**Task brief**:
Give every line in the listing below as a JSON list of strings, one string per line, leaving out blank lines. Include only the lines from the one containing "the umbrella canopy" through the end of the listing, both ends included.
··········
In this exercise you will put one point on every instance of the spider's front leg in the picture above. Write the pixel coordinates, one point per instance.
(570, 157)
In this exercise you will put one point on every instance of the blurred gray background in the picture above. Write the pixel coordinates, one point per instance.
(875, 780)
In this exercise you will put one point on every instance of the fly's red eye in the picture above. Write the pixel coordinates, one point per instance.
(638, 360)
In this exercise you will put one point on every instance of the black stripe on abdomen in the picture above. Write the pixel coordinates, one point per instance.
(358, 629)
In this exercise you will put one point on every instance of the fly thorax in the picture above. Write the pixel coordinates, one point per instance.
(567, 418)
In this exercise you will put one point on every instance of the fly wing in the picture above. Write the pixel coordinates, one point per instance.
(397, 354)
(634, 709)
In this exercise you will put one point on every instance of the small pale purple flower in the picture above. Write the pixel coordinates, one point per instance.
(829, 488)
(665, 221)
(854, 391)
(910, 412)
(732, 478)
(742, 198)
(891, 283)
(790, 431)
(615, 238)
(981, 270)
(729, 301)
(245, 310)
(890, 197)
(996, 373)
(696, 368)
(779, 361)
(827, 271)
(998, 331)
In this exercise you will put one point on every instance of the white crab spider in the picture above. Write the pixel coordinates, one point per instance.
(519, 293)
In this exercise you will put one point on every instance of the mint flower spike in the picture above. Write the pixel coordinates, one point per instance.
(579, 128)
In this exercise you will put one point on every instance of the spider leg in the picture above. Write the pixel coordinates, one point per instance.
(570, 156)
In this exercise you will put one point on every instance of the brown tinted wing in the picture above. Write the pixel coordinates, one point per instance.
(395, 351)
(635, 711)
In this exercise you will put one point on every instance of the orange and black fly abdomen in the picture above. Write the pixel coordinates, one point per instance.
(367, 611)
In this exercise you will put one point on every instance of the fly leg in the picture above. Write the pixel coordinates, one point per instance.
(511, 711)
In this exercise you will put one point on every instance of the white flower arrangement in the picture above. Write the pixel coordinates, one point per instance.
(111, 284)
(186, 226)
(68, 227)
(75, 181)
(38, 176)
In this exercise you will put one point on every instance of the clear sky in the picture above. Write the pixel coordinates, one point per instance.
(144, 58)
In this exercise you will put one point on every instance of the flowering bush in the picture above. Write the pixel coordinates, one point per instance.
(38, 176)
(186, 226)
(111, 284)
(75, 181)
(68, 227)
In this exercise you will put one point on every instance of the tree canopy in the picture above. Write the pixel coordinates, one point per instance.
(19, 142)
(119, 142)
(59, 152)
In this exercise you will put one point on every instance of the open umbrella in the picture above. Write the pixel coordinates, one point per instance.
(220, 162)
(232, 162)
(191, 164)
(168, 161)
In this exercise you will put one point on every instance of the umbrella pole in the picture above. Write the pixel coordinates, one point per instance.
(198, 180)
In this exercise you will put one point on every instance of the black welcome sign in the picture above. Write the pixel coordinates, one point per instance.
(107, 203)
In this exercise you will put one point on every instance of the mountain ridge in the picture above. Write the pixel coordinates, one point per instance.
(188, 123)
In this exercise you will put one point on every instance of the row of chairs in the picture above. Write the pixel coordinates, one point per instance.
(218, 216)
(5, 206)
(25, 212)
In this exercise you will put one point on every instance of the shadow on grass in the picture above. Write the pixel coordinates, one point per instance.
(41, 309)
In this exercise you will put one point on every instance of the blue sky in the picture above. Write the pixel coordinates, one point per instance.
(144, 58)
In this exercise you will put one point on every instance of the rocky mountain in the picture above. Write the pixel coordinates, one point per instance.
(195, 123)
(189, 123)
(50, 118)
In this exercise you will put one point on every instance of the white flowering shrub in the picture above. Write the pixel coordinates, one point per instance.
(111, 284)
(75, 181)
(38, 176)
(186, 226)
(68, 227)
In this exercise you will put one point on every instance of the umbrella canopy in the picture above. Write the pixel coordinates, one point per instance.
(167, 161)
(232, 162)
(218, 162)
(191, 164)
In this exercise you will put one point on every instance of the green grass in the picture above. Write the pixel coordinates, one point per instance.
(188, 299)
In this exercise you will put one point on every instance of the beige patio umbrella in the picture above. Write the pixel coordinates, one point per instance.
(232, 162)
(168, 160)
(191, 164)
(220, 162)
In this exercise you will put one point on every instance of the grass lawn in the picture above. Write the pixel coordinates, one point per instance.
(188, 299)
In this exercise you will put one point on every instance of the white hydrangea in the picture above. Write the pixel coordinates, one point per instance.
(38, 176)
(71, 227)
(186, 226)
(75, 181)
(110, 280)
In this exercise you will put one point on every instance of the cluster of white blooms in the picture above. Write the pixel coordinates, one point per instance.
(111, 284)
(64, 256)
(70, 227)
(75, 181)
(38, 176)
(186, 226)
··········
**Final result**:
[
  "In this exercise you will put one point on every instance of the umbrella canopy in the picture above. Write the pixel coordinates, one point per instance.",
  "(167, 161)",
  "(232, 162)",
  "(218, 162)",
  "(191, 164)",
  "In this exercise you will put one point on every instance of the green grass in the picture above. Write the pixel coordinates, one point per instance.",
  "(188, 299)",
  "In this exercise you will put one point on every instance of the beige patio umbrella in the picture above. Write the pixel coordinates, one point per instance.",
  "(232, 162)",
  "(168, 160)",
  "(191, 164)",
  "(220, 162)",
  "In this exercise you will put one point on every instance of the grass lawn in the picture above. Write the pixel coordinates, one point per instance.",
  "(188, 299)",
  "In this exercise you will put one point on every instance of the white hydrangea in the picture above. Write the pixel coordinates, one point per instance.",
  "(38, 176)",
  "(71, 227)",
  "(186, 226)",
  "(75, 181)",
  "(110, 280)",
  "In this exercise you will put one point on every instance of the cluster of white blooms in the picture above. Write the pixel coordinates, one point per instance.",
  "(111, 284)",
  "(64, 256)",
  "(70, 227)",
  "(75, 181)",
  "(38, 176)",
  "(186, 226)"
]